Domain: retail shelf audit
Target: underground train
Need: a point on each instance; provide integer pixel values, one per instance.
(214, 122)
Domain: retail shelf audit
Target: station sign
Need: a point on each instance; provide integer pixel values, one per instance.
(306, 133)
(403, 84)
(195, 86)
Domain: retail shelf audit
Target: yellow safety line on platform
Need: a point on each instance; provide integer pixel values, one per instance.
+-------+
• WHAT THE TASK ASKS: Rewrite the records above with every occurrence of "Domain" replaced by "Context". Leave everything else unchanged.

• WRITTEN ANSWER:
Context: retail shelf audit
Target: underground train
Need: a point on each instance; provide integer pixel values, one per instance.
(214, 122)
Context: retail shelf audit
Target: station sign
Need: a point on each instance; provide integer pixel values, one per instance.
(306, 133)
(403, 84)
(195, 86)
Context: retail shelf audit
Target: yellow safety line on platform
Need: a point on each instance; provide integer pixel values, one per instance.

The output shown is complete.